:: TO DO ::
I need the lines below from the one with "One point per instance, written like point(58, 128)" down to the one with "One point per instance, written like point(130, 66)" reproduced exactly, both ends included, and nothing else.

:: SOURCE MATERIAL ::
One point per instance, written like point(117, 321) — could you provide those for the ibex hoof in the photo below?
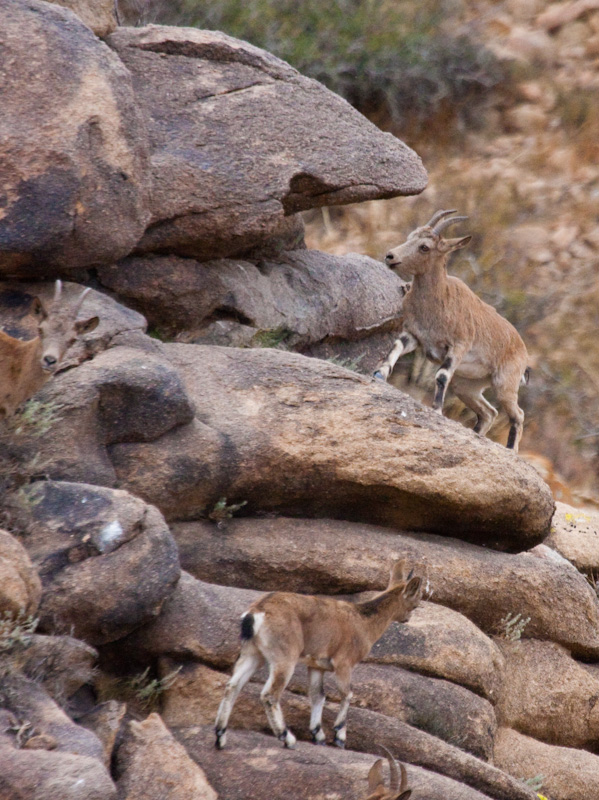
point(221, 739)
* * *
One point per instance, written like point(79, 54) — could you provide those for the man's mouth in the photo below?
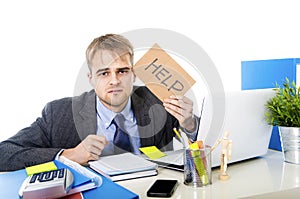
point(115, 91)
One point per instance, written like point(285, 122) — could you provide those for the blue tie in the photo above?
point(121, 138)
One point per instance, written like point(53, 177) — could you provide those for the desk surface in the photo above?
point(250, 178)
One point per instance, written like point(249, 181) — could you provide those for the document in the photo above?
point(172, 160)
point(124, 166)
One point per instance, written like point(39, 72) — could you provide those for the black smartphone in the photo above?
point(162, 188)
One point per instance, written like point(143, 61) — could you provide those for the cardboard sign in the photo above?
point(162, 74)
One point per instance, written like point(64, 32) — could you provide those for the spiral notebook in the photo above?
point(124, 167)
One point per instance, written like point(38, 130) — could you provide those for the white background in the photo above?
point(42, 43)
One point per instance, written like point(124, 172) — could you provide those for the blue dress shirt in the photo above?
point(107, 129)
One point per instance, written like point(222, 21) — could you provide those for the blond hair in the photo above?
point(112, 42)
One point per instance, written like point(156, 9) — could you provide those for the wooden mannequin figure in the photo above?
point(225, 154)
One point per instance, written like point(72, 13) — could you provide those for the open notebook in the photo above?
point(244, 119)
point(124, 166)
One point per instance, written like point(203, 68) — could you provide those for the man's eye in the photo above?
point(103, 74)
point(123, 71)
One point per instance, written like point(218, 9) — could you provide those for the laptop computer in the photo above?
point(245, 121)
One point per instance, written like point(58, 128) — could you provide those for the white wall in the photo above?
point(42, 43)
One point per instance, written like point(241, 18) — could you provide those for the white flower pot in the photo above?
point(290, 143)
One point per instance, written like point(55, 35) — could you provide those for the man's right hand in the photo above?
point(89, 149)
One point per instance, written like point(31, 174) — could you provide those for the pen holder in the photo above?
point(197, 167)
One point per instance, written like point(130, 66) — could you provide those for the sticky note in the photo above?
* * *
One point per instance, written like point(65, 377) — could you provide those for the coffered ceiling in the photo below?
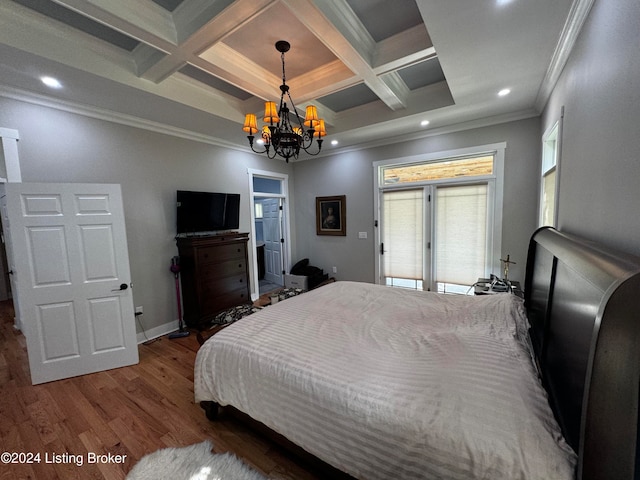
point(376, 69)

:: SOLUTION ::
One point per instance, written like point(58, 128) — could you provide those for the white wall in the photo above?
point(42, 43)
One point per instance, written like point(241, 18) — could you provide those for the white flower pot in the photo above?
point(290, 143)
One point per instance, written like point(55, 35) — could you provide those for the man's right hand in the photo above?
point(89, 149)
One point per instance, written like point(31, 174) — could you provide those for the pen holder in the photo above?
point(197, 167)
One point per instance, written like point(130, 66) — could you provide those for the sticky note in the photo above?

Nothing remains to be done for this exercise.